(Extracted records)
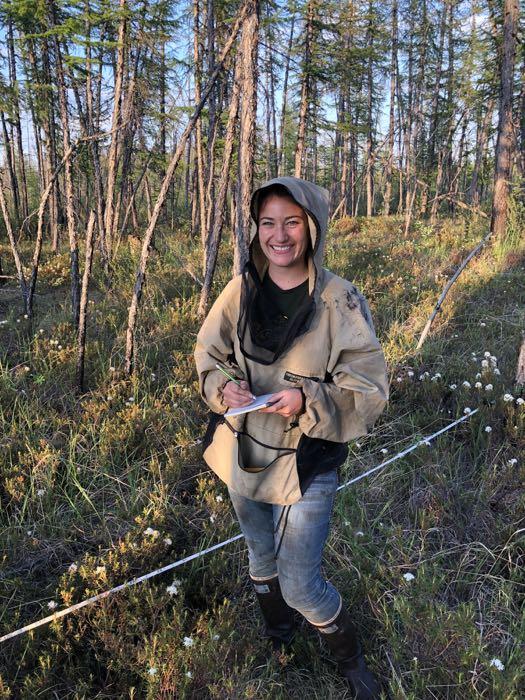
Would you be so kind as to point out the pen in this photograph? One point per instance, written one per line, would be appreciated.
(232, 379)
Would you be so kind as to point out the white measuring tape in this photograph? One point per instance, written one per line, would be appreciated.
(202, 552)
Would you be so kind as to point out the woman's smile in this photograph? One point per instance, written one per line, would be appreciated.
(283, 234)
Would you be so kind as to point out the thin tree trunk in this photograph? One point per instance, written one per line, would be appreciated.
(16, 256)
(11, 170)
(68, 177)
(281, 154)
(214, 238)
(199, 151)
(248, 111)
(83, 303)
(16, 120)
(141, 272)
(391, 124)
(481, 142)
(505, 145)
(112, 160)
(305, 92)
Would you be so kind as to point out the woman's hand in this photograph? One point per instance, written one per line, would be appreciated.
(286, 403)
(235, 396)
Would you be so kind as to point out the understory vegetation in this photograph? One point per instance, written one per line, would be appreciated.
(100, 488)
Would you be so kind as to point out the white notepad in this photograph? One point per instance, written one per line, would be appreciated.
(260, 402)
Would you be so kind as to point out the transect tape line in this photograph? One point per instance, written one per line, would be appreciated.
(202, 552)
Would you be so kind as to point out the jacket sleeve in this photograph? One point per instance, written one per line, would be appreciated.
(347, 407)
(215, 344)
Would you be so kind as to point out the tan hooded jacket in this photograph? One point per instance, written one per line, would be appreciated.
(257, 454)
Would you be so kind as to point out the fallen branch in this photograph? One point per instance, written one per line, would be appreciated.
(449, 284)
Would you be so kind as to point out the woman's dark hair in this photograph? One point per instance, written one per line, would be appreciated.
(273, 191)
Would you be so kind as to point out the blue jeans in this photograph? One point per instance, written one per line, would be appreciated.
(299, 562)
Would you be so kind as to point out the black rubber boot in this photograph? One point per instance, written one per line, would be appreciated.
(278, 616)
(341, 638)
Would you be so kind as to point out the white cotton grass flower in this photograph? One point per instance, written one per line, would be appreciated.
(152, 532)
(173, 588)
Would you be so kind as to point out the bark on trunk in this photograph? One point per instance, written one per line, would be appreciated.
(248, 109)
(505, 145)
(305, 92)
(83, 303)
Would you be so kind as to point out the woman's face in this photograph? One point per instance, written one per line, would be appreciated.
(283, 232)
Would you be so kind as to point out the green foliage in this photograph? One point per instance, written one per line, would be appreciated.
(102, 488)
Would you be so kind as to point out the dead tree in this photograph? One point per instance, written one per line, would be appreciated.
(214, 238)
(141, 272)
(16, 256)
(247, 115)
(505, 144)
(83, 302)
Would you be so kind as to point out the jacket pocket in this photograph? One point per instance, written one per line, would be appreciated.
(214, 421)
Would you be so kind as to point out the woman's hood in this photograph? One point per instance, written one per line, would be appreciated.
(314, 200)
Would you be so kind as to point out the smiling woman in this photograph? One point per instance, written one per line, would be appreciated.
(284, 239)
(290, 328)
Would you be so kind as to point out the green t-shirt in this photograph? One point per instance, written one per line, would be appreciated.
(273, 309)
(285, 301)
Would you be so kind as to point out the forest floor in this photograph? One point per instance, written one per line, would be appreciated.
(98, 489)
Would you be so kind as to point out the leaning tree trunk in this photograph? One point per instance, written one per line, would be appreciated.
(213, 241)
(280, 155)
(68, 177)
(506, 143)
(83, 303)
(391, 123)
(109, 211)
(305, 93)
(141, 272)
(248, 111)
(16, 256)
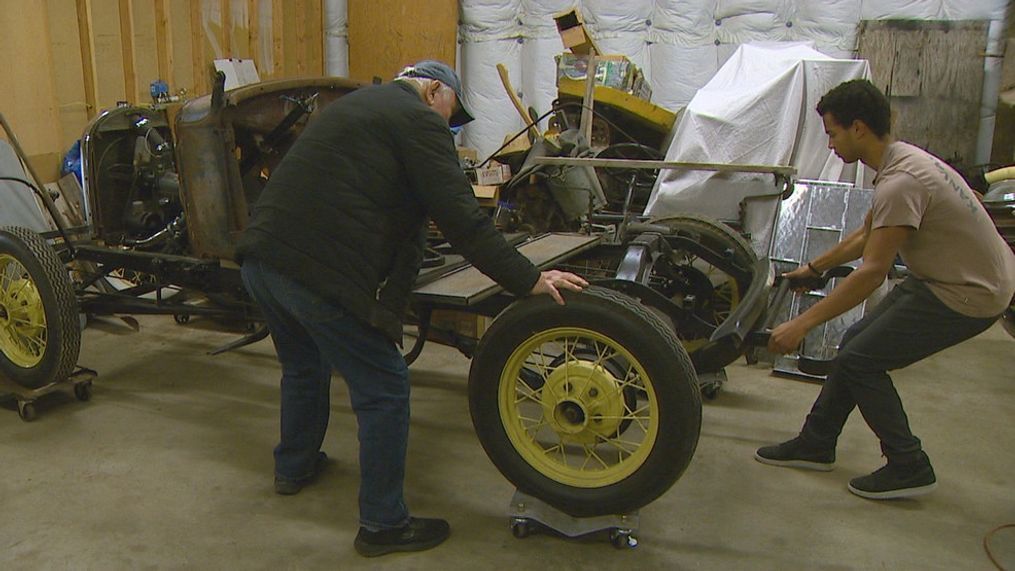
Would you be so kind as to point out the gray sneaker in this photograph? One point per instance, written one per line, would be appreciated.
(796, 453)
(896, 481)
(418, 534)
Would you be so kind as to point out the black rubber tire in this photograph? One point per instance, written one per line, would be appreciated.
(649, 340)
(27, 412)
(716, 235)
(59, 304)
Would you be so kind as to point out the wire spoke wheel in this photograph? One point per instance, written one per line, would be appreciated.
(583, 423)
(704, 287)
(40, 334)
(22, 318)
(592, 407)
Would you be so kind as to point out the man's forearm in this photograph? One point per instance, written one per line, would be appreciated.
(852, 291)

- [REQUIRED ACTION]
Please reproduce every entry above exactly, but leave out the pictures.

- [RESULT]
Would you be so kind as to point out the pen in this photograph? One point per instance, written one per line, would be appreciated.
(232, 379)
Would you be so kind as to point out the white measuring tape in this photograph? One point per instance, written one per line, would be appreciated.
(202, 552)
Would you be so kind as to point out the woman's smile in this photograph? One point per instance, written one per line, would be appreciated.
(283, 234)
Would you be so kind as to point out the thin tree trunk in this photograph? One point per instance, written one per line, would be appreciated.
(16, 256)
(11, 170)
(68, 177)
(281, 154)
(214, 238)
(199, 151)
(248, 111)
(83, 303)
(16, 120)
(141, 272)
(391, 124)
(481, 142)
(505, 145)
(112, 160)
(305, 92)
Would you be so kind as to point out the woman's hand in this photograph? One point per instance, written one per line, would be appreciated.
(286, 403)
(235, 396)
Would you be so kind as to point out the understory vegetation in this photograph? One point per instance, written one per line, would be appreciated.
(100, 488)
Would you be so kind as to point out the white notepad in this photograph? One point per instance, written one per line, would be appreciated.
(260, 402)
Would you be so kind as to point out the transect tape line in this photograph? One point per instance, written one per line, would be appreciated.
(202, 552)
Would you be so kind as to point out the jacket sleeve in this photograph? One point per instance, written one per line, would be appreciated.
(347, 407)
(215, 344)
Would you be so kind as to point out the tan hooded jacket in this photograph? One point per instance, written one per line, would be appreciated.
(257, 454)
Would you be so kind as to point out the fallen branch in this photograph? One point per instance, written one per line, would be appreciated.
(449, 284)
Would you be so kind as to point out the woman's dark hair in this photograph? One point per instance, written one per line, would be appreciated.
(273, 191)
Would you be so kind as to point out the blue jeans in this photograph? One point per instance, written one per line, would be appreciated.
(299, 562)
Would you be so kind as to point out the black rubber boot in this photograph? One point per instance, written one per line, would be appreciated.
(278, 616)
(341, 638)
Would you be so kind as to point out the white cotton grass flower in this photograph? One point per instance, written one per line, would be appreciated.
(152, 532)
(173, 588)
Would you be so kind as to point out the bark on trunk in this photograph? One point per instance, written one per line, would be appreciated.
(248, 109)
(505, 145)
(305, 92)
(83, 303)
Would you be so kind as to point out the woman's face in this photograph? One point per instance, written one per line, would be appreciated.
(283, 232)
Would you be so kind as to point out the green foliage in this photograph? One point per instance, written one per line, would be appreciated.
(102, 488)
Would you be so kind as to point out the dead tree in this photograph? One point per instance, written one per line, would be appreciated.
(214, 238)
(141, 272)
(16, 256)
(247, 115)
(505, 144)
(83, 302)
Would you be so kind as to point out the jacket pocket in this photograph? One point per instance, written one per line, would be appreciated.
(214, 421)
Would you be so kind as to point out the woman's hood in this photograph? One point per instance, written one per line, would be appreciated.
(314, 200)
Would you be so kind as to point out the smiling woman in this photograph? One point per instance, written one per line, would be appreciated.
(284, 239)
(290, 328)
Would you be so kind as to point out the green t-shirt in this photograph? One point per instance, written one per line, would be appreciated.
(273, 309)
(285, 301)
Would you be so kind as to point out the forest floor in this photograph? One point per instance, written one per line, would be appreciated.
(98, 489)
Would you be so kind as to point out the leaning tree trunk in this photograph? One point per instance, written one per line, would be appreciated.
(213, 241)
(280, 155)
(68, 177)
(506, 143)
(83, 303)
(391, 123)
(109, 211)
(305, 93)
(141, 272)
(248, 111)
(16, 256)
Would you be so kind as to point out the gray sneaker in this photograph? One point per instance, written one per line, would be appreciated.
(796, 453)
(896, 481)
(418, 534)
Would you be so kind as to point out the black rubber tire in this photograph? One point per instance, written one per line, would be appreciated.
(649, 340)
(27, 412)
(716, 235)
(59, 304)
Would you be so kind as to point out the wire spoke wheel in this photograph? One point per instance, written one per line, would be appreciated.
(583, 423)
(704, 287)
(40, 334)
(22, 318)
(592, 407)
Would you be so kind as to point out the man's forearm in this photograph? One point per instance, written one per line, would be appreciated.
(852, 291)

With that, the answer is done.